**Source extract:**
───

# Filling/sealing knots in reclaimed barn wood



## Bfly (Jul 23, 2012)

I built a reclaimed barn wood table and want to seal it for outdoor use. The wood is cedar, and it has a lot of very large and complex knots that I want to seal/encapsulate. I want to use something that will seal the knots, but that will remain clear so that the beautiful details of the knots can still be seen. Some of the knots are very deep and would require a considerable amount of sealant to fully enclose/encapsulate all the layers (at least a ¼" think layer in some spots). I'm thinking of using Minwax Helmsman Spar Urethane. Will it cloud up if I use too much? Any other thoughts? Thanks!


----------



## chrisstef (Mar 3, 2010)

I think youd have a tough time getting the spar to dry at 1/4" deep. Maybe a clear epoxy would be the ticket? Ive used Quikwood with good success and they make tinted varieties.


----------



## Doss (Mar 14, 2012)

You're most likely going to want to use an epoxy to stabilize those knots. If you're really careful with the bar top coating, you could probably use that as well.


----------



## Tennessee (Jul 8, 2011)

───

Named region outline entries:
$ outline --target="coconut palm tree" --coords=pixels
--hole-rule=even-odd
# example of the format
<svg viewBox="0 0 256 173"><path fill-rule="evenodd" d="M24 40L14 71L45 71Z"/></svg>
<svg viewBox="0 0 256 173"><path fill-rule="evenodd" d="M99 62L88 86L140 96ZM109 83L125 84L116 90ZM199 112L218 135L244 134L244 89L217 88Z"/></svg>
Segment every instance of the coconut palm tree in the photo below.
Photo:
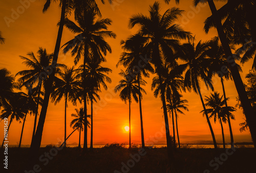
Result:
<svg viewBox="0 0 256 173"><path fill-rule="evenodd" d="M166 60L174 60L174 50L179 48L178 39L190 38L190 33L185 32L175 23L180 16L183 11L174 7L168 9L163 15L160 14L160 4L155 2L150 6L150 16L141 14L134 15L130 19L130 26L139 26L139 33L146 38L147 49L151 62L154 65L155 72L162 83L163 64ZM172 142L169 135L168 116L166 106L165 90L161 84L161 98L163 104L164 117L165 122L166 142L169 157L173 157Z"/></svg>
<svg viewBox="0 0 256 173"><path fill-rule="evenodd" d="M193 89L200 97L201 101L205 112L205 117L207 121L209 127L212 137L215 148L217 148L216 140L214 131L210 124L209 117L205 105L204 103L203 97L201 93L200 80L203 81L207 89L209 88L214 90L212 85L211 76L207 76L209 73L207 71L208 66L210 63L210 59L207 58L206 52L209 49L209 41L202 42L200 41L195 45L194 40L189 41L188 43L184 44L183 53L180 54L180 58L186 63L178 67L179 70L181 70L185 72L184 86L188 91Z"/></svg>
<svg viewBox="0 0 256 173"><path fill-rule="evenodd" d="M181 114L185 115L185 114L181 111L181 109L184 110L185 111L188 111L187 109L188 104L186 104L188 102L187 100L181 100L181 98L182 97L181 95L179 95L179 96L172 95L169 99L167 100L168 104L166 105L167 111L170 112L175 112L175 118L176 121L176 131L177 131L177 137L178 139L178 143L179 145L179 148L180 148L180 138L179 137L179 132L178 128L178 113Z"/></svg>
<svg viewBox="0 0 256 173"><path fill-rule="evenodd" d="M199 3L205 3L206 1L194 0L194 5L196 6ZM256 117L255 112L250 104L250 100L246 94L245 86L243 83L243 81L239 73L239 69L234 60L235 56L234 56L230 49L228 44L228 40L227 39L226 35L224 32L224 29L221 23L221 18L219 17L216 7L213 1L207 0L210 9L212 14L212 17L216 26L216 28L218 31L219 37L221 41L222 47L226 55L227 61L230 67L230 72L233 79L237 91L239 96L241 102L243 105L243 108L244 114L247 120L250 131L251 132L251 137L253 141L254 147L256 147ZM254 5L255 7L255 5ZM253 10L253 12L255 10ZM255 25L254 20L251 19L251 15L248 15L251 18L251 21L252 25ZM255 29L253 30L255 31Z"/></svg>
<svg viewBox="0 0 256 173"><path fill-rule="evenodd" d="M37 54L37 58L35 57L33 52L27 54L29 58L20 56L20 58L24 60L23 63L29 67L30 69L21 71L18 72L15 76L17 75L22 76L18 79L18 82L20 84L20 87L26 86L30 92L32 91L33 85L36 85L35 88L37 88L38 90L37 100L38 100L42 93L41 92L42 88L45 88L44 85L48 80L48 73L51 72L51 70L47 68L52 63L53 54L48 54L46 50L42 48L39 48ZM58 66L63 66L63 65L58 64ZM36 105L32 136L35 134L39 103L37 102Z"/></svg>
<svg viewBox="0 0 256 173"><path fill-rule="evenodd" d="M40 97L39 101L38 101L38 92L37 89L34 88L32 90L32 92L30 92L29 90L27 90L28 94L24 92L19 92L18 94L20 95L23 102L25 103L25 106L27 109L27 112L24 117L24 119L23 120L23 124L22 125L22 134L20 135L20 139L19 139L19 142L18 144L18 147L20 147L22 144L22 137L23 134L23 130L24 129L24 125L26 122L26 118L27 117L27 115L30 114L30 115L32 114L35 114L37 112L37 102L39 102L38 104L41 105L42 103L43 99L41 97ZM41 92L41 95L44 93Z"/></svg>
<svg viewBox="0 0 256 173"><path fill-rule="evenodd" d="M2 35L2 32L0 31L0 44L3 44L5 43L5 39Z"/></svg>
<svg viewBox="0 0 256 173"><path fill-rule="evenodd" d="M154 73L154 69L150 62L143 62L143 56L146 56L146 52L144 52L144 46L146 39L139 34L130 36L125 41L121 40L121 45L123 52L119 59L117 67L122 64L126 68L126 72L129 73L131 78L136 76L138 81L139 90L140 88L140 81L142 80L142 76L149 77L148 72ZM145 148L144 140L144 129L142 120L142 109L141 99L142 96L139 95L139 104L140 107L140 127L141 134L141 145Z"/></svg>
<svg viewBox="0 0 256 173"><path fill-rule="evenodd" d="M15 78L11 72L6 69L0 69L0 108L3 104L8 104L7 101L16 85Z"/></svg>
<svg viewBox="0 0 256 173"><path fill-rule="evenodd" d="M64 98L65 100L65 132L64 138L67 138L67 107L68 101L71 101L74 105L76 104L77 93L79 91L80 80L77 78L79 70L72 68L65 67L63 71L58 73L59 78L55 79L53 86L51 98L56 105ZM64 147L66 144L64 144Z"/></svg>
<svg viewBox="0 0 256 173"><path fill-rule="evenodd" d="M21 120L24 118L24 117L28 113L28 110L26 109L25 102L20 97L20 94L13 93L10 96L10 100L8 102L3 104L2 110L2 114L0 115L1 120L4 119L5 118L9 118L9 125L7 128L7 132L9 132L9 129L11 123L14 119L16 121L22 122ZM4 146L4 142L5 141L5 137L2 147Z"/></svg>
<svg viewBox="0 0 256 173"><path fill-rule="evenodd" d="M209 118L214 117L215 123L216 122L216 120L218 118L221 124L223 148L225 148L225 143L222 121L226 123L226 118L228 116L231 119L234 119L234 116L231 112L236 111L236 109L233 107L226 106L225 100L223 99L223 96L221 96L220 93L218 93L217 92L215 92L214 94L211 93L209 97L205 96L205 105L211 107L206 109L207 113L211 114ZM203 110L201 113L203 113L204 115L205 115L204 110Z"/></svg>
<svg viewBox="0 0 256 173"><path fill-rule="evenodd" d="M85 81L86 64L89 61L90 56L93 58L104 60L103 56L106 55L108 52L111 53L110 46L105 41L105 38L115 38L116 34L112 31L108 30L108 27L111 24L112 21L109 18L96 18L97 12L93 8L88 8L87 10L83 11L82 15L78 15L76 17L78 25L74 22L66 19L65 26L74 34L77 34L74 38L65 44L66 46L63 49L63 53L66 53L68 51L73 49L71 54L76 55L74 58L75 64L79 61L82 54L83 54L83 68L84 76L81 76L83 81ZM84 113L87 114L87 86L86 84L88 83L86 81L82 83L83 90L84 91L82 98L84 99ZM86 115L84 117L87 117ZM87 129L84 130L84 138L83 148L87 149L87 137L86 135Z"/></svg>
<svg viewBox="0 0 256 173"><path fill-rule="evenodd" d="M121 70L119 74L124 78L119 81L118 85L115 88L116 93L120 91L119 97L121 100L126 104L127 101L129 102L129 148L132 147L131 141L131 104L132 98L136 102L139 101L138 95L141 92L145 93L145 91L141 88L139 89L138 80L135 78L131 78L129 74ZM145 82L140 81L140 84L144 85ZM139 90L140 90L140 91Z"/></svg>
<svg viewBox="0 0 256 173"><path fill-rule="evenodd" d="M81 147L81 131L83 131L83 125L84 125L84 115L83 113L83 107L81 107L78 110L76 109L75 110L76 112L76 114L71 114L71 116L74 117L75 118L71 121L70 123L70 127L72 127L73 129L77 129L79 132L79 143L78 143L78 148L80 148ZM88 115L88 118L90 118L91 116L90 115ZM90 128L90 122L87 121L87 123L88 126ZM79 129L78 129L79 128Z"/></svg>

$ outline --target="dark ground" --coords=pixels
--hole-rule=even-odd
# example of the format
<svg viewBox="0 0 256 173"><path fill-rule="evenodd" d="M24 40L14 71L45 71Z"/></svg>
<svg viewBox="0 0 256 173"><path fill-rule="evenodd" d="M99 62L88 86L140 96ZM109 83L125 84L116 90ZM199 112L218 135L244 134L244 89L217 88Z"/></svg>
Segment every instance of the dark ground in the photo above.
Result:
<svg viewBox="0 0 256 173"><path fill-rule="evenodd" d="M20 168L27 162L29 148L8 149L8 169L6 171L4 169L4 172L26 172ZM93 152L83 154L77 148L67 147L56 152L55 147L48 147L40 148L42 155L37 161L39 165L35 166L33 171L27 170L27 172L256 172L255 149L234 149L232 152L229 148L226 153L223 149L176 149L175 161L171 164L166 148L147 148L142 152L139 148L129 150L115 145L95 148ZM2 163L3 153L1 149ZM216 157L221 158L219 163L215 160ZM211 166L209 163L212 160ZM4 165L1 165L2 169Z"/></svg>

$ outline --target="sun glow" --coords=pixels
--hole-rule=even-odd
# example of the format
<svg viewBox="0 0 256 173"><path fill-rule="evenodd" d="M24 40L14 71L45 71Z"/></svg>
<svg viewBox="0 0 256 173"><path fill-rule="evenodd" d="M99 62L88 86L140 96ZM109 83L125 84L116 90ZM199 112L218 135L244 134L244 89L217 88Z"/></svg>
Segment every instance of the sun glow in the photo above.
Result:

───

**Written tasks:**
**A)** Which usernames appear as post headers in the thread on sealing knots in barn wood?
**B)** Carry on the thread on sealing knots in barn wood from the point where it stops.

**Results for the exercise:**
**A)** Bfly, chrisstef, Doss, Tennessee

**B)**
There are a lot of the two-part epoxy varnishes out there. Here is one: http://www.woodcraft.com/Product/2004669/7320/System-Three-Clear-Coat-Kit.aspx

I have some in my shop, and for the life of me, cannot remember the name. All I know is I repaired a thick poly clear-coated ash guitar with it, and after polishing it out, it was like a mirror and you could not tell where the problem had been. Filled wonderfully.


----------



## abie (Jan 28, 2008)

my solution is to cover both sides of the knot and flood it with thin CA glue..
wait for thirty minutes and sand. repeat as necessary..
if you want, you may add sawdust or coffee grounds to make for more or less color.
works for me.


----------



## gfadvm (Jan 13, 2011)

Spar urethane won't do what you want here. Epoxy would be best and easiest. CA glue will stabilize a knot but not good to fill a bigger gap.


----------



## Nowa (Sep 14, 2012)

when I run into this situation, I turn to epoxy. http://www.gougeon.com/ and swear by the products from these folks. not a plug - just a point of reference.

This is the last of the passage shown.